A Possibilidade de Enquadramento de Agentes Políticos nas Sanções Estabelecidas Pela Lei de Improbidade Administrativa


20/06/2018 às 14h41
Por Patrick Louhan Souza

Em tempos de Lava Jato, muito se tem discutido sobre a penalização criminal e cível dos condutores da República por atos contrários à lei com reflexos negativos ao Erário e à população, de modo geral.

 

Como forma de minimizar os danos decorrentes das ações ilícitas em face da Administração Pública, o instituto da Ação de Improbidade Administrativa surgiu com o objetivo de minimizar os danos decorrentes dos prejuízos causados pelos integrantes da máquina estatal nas práticas consideradas ímprobas administrativamente.

 

Nesse sentido, a responsabilização dos agentes políticos por atos de improbidade administrativa tem ganhado força, sobretudo com o alcance de pessoas influentes na cenário político brasileiro. Tendo em vista este contexto, no mundo jurídico surgiu-se a seguinte celeuma: aos agentes políticos, aplica-se a Lei de Improbidade Administrativa – LIA ou as disposições contidas na Lei dos Crimes de Responsabilidade - LCR?

 

O Supremo Tribunal Federal – STF no âmbito da Reclamação 2138, publicado no Diário da Justiça Eletrônico em 18.04.08, exarou o entendimento que a Ação de Improbidade Administrativa não é cabível contra ex-Ministro de Estado, fundamentando o seu raciocínio no artigo 102, inciso I, alínea c, da Constituição Federal. Assim, o Excelso Pretório fixou a tese de que Ministro de Estado não se sujeita às disposições da Lei de Improbidade Administrativamas sim por crime de responsabilidade, de competência do próprio Supremo.

■ ■ ■

■ **Problema proposto A**
De acordo com o trecho do documento, em que data a Reclamação 2138 foi publicada no Diário da Justiça Eletrônico?

■ **Trechos da listagem**
■ ■ ■

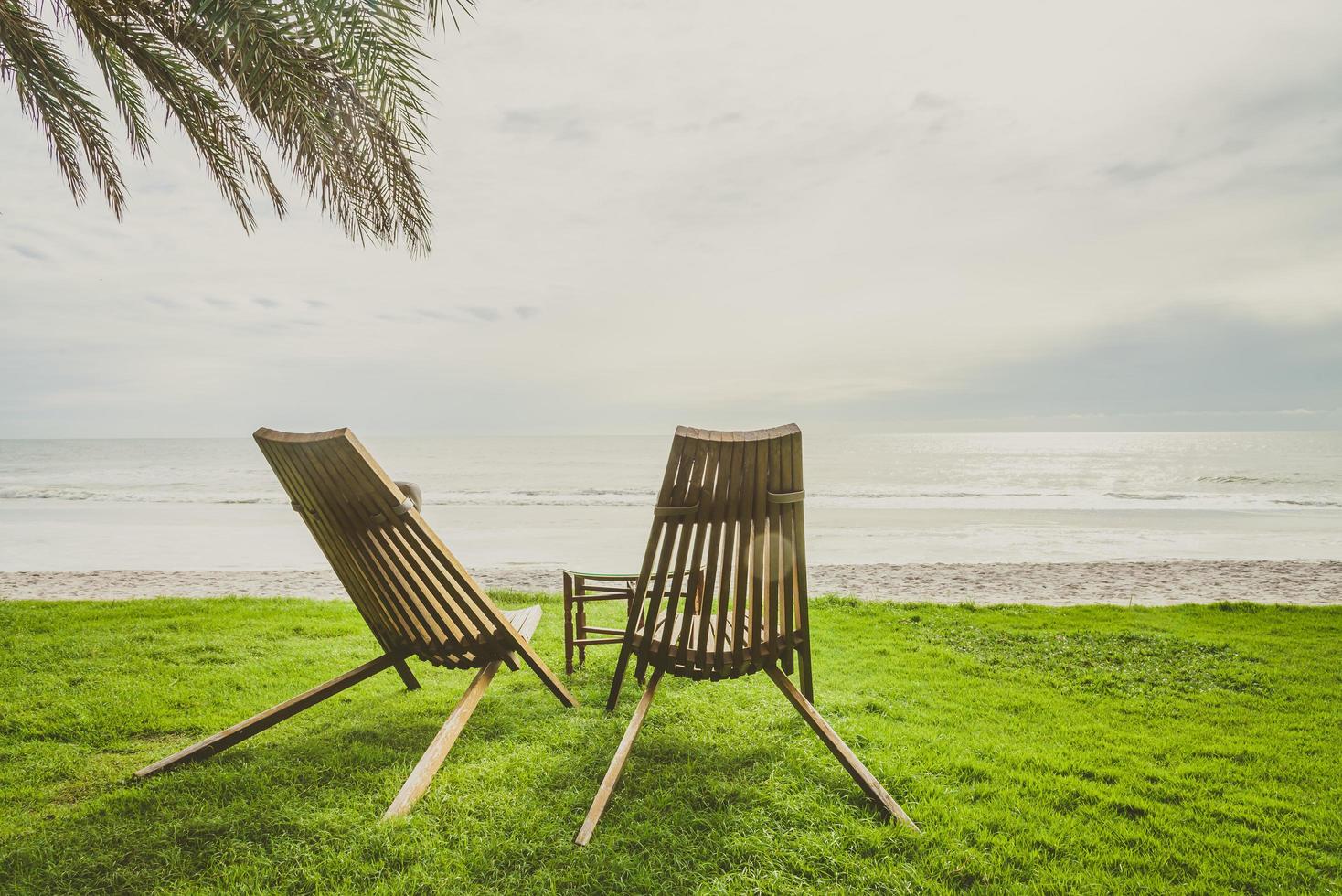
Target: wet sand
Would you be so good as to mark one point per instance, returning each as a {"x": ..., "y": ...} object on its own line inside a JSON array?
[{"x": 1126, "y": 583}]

■ ■ ■

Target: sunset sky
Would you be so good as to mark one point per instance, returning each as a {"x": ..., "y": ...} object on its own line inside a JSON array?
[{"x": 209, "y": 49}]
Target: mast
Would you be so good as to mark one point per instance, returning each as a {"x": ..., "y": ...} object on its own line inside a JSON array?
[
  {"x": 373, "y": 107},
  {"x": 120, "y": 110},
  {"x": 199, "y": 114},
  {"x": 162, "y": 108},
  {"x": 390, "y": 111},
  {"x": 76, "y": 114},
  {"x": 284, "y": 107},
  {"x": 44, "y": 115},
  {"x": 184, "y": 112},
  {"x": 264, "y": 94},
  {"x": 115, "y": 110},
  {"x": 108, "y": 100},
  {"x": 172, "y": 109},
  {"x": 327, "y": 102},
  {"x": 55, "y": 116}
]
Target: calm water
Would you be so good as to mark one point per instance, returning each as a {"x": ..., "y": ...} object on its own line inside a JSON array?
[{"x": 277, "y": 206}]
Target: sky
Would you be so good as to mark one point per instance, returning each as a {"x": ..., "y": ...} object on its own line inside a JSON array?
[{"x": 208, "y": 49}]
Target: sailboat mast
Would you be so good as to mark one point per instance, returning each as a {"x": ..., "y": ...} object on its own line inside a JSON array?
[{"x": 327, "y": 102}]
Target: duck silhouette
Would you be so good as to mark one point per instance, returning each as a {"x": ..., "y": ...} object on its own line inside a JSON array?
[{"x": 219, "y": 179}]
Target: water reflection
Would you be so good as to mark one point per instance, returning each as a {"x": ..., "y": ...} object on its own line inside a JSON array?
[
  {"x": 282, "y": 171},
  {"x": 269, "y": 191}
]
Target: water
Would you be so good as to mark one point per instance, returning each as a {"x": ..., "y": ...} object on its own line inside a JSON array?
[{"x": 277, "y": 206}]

■ ■ ■

■ **Problema proposto B**
Conte as linhas da listagem que contêm a palavra "Target", levando em conta maiúsculas e minúsculas, e responda somente com o número.

■ **Resposta completa A**
Em 18.04.08.

■ **Resposta completa B**
9